**WRITTEN REQUEST:**
Copy word for word the part of the article on the Karot Hydropower Project that runs from "Karot Hydropower project is located in" down to "China-Pakistan Economic Corridor.".

**PASSAGE TO READ:**
— BEGIN —
Article

The Hydropower to Empower the Poor: an example from Azad Jammu & Kashmir-(II)

By Mazhar Iqbal Mazhar

720MW Karot Hydropower Project

Karot Hydropower Project (KHP), the first hydroelectricity project under the China-Pakistan Economic Corridor (CPEC), is a $1.7 billion venture.

Karot hydropower station, the first along CPEC, put into commercial operation in Pakistan

Karot Power Company (Pvt) Limited (KPCL) was formed on 31 July 2010.

The company acts as a special purpose vehicle (SPV) and is responsible for executing 720MW Karot Hydropower Project. The ground-breaking was held on January 10, 2016, whereas the construction of the project commenced on 1st December 2016.

With an installed capacity of 7,200 megawatts, it can provide over three billion kilowatt-hours of clean energy each year, supplying electricity to about five million people in the country.

The Layout of the Karot Hydropower Project

As a single power generation task hydropower complex, the project’s structure layout includes a rock fill dam, spillway, powerhouse, diversion tunnels, and headrace tunnels.

Location:

The Karot Hydropower Project is located on the Jhelum River near Karot Village 74 km upstream of Mangla Dam.

The Project site is accessible through Islamabad-Kahuta-Kotli Road approximately 29 kilometers from Kahuta village and 80 kilometers from Islamabad.

Location of the Karot Hydropower Project

Karot Hydropower project is located in an area that is administratively under the control of the governments of the province of Punjab and Azad Jammu and Kashmir.

Figure 6- Aerial View of the construction site of the Karot Hydropower Project

Financiers

The investment for this project has come from the private sector. The Karot hydropower project is part of the China-Pakistan Economic Corridor.

The project is jointly funded by the International Finance Corporation, China’s Silk Road Fund, Export-Import Bank of China, and China Development Bank.

The main sponsor of the Karot hydropower Project is China Three Gorges South Asia Investment Limited (CSIAL), which is an investment arm of China Three Gorges Corporation (CTG) in South Asia.

The CTG Corporation is a state-owned initiative with $18.3 billion in the capital. The corporation is strategically positioned to become a clean energy conglomerate specializing in large-scaled hydropower plant development and operations.

Advisors

Mott MacDonald is a UK-based consultancy firm and was appointed as the lenders’ technical, environmental and social advisor.[i] The consultancy firm provided technical support and strategic analysis to the project’s financiers.

They also reviewed the scheme’s design, change orders and variations, and disbursement applications.

The consultancy also assisted with the implementation of environmental and social management plans of the Karot Hydropower Project and advised on compliance with relevant standards and regulatory requirements.
— END —
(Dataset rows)
— BEGIN —
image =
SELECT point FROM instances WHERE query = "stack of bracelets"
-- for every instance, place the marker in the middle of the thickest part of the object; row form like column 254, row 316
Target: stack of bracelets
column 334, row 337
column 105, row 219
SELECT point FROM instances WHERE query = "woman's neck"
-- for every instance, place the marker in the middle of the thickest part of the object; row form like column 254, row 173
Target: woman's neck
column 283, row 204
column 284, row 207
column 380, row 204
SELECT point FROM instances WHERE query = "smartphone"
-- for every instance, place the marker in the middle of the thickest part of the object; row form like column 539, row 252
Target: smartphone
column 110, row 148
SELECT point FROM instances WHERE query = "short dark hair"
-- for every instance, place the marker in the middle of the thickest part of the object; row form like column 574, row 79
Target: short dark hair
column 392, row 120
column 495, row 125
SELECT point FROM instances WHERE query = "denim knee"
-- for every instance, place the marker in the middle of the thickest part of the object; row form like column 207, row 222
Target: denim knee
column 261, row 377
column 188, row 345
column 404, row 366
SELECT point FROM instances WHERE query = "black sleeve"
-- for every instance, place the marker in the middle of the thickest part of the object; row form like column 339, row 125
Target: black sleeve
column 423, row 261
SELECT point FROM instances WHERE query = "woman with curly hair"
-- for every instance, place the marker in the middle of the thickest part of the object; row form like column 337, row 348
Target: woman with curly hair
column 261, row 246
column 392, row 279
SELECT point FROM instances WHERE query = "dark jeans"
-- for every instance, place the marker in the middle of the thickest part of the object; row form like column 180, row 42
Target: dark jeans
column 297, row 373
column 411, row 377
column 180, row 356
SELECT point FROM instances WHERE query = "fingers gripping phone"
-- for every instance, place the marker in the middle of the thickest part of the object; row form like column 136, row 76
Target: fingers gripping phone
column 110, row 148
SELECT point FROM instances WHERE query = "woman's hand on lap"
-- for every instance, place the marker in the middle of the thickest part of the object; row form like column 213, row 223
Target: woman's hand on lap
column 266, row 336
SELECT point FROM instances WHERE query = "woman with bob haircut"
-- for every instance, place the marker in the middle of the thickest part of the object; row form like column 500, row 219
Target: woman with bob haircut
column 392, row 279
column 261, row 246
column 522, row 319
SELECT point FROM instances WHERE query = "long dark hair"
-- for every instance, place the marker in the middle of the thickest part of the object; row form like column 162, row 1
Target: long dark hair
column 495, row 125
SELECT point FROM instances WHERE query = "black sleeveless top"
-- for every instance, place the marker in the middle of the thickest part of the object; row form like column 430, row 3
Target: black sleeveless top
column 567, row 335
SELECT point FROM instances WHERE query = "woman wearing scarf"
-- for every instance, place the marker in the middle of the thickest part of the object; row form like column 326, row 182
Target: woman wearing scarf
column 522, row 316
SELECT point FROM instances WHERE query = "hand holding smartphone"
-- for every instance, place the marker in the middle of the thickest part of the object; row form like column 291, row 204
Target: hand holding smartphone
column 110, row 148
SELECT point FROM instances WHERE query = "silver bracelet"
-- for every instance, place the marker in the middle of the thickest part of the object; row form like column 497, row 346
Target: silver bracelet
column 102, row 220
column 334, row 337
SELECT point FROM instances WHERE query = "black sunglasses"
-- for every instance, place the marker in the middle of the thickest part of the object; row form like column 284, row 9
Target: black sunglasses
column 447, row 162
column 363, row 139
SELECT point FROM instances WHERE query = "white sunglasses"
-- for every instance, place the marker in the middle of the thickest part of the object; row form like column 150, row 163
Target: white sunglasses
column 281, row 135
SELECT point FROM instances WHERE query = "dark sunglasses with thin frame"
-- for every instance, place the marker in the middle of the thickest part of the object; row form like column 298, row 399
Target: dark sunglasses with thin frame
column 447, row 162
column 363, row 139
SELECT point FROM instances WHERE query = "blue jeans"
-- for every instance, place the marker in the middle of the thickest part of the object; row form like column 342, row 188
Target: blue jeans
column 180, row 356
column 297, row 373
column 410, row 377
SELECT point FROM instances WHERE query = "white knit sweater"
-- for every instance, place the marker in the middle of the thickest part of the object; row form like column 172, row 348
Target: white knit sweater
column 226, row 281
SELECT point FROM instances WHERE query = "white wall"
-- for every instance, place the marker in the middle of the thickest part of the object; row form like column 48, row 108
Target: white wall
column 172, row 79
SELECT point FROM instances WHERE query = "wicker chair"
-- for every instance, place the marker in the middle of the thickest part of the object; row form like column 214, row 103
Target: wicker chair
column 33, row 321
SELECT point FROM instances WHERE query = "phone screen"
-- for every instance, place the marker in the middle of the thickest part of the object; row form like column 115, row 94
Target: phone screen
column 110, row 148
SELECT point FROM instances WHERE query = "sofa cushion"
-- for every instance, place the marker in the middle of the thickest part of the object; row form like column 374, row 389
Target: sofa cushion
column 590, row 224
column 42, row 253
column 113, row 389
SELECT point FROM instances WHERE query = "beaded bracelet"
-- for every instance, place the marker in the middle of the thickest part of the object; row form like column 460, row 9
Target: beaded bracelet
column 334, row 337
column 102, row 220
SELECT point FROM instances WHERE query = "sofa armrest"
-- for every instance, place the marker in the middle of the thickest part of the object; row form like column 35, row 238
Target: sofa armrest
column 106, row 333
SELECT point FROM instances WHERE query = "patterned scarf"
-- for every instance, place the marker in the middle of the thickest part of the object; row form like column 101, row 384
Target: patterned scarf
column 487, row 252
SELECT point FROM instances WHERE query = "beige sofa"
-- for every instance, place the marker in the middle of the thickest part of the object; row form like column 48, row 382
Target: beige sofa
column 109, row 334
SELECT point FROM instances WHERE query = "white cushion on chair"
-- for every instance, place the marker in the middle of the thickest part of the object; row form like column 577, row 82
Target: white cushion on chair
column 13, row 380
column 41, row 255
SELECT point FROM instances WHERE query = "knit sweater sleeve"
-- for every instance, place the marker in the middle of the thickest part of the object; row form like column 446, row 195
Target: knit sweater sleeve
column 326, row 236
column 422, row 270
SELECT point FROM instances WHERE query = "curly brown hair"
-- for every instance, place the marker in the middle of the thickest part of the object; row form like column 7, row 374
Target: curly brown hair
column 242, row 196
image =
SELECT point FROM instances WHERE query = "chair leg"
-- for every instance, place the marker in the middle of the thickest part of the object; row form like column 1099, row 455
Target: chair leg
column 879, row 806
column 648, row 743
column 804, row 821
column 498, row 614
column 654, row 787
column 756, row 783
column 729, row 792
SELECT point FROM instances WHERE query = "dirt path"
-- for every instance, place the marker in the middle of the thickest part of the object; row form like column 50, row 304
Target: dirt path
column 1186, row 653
— END —
**FINISHED EXERCISE:**
Karot Hydropower project is located in an area that is administratively under the control of the governments of the province of Punjab and Azad Jammu and Kashmir.

Figure 6- Aerial View of the construction site of the Karot Hydropower Project

Financiers

The investment for this project has come from the private sector. The Karot hydropower project is part of the China-Pakistan Economic Corridor.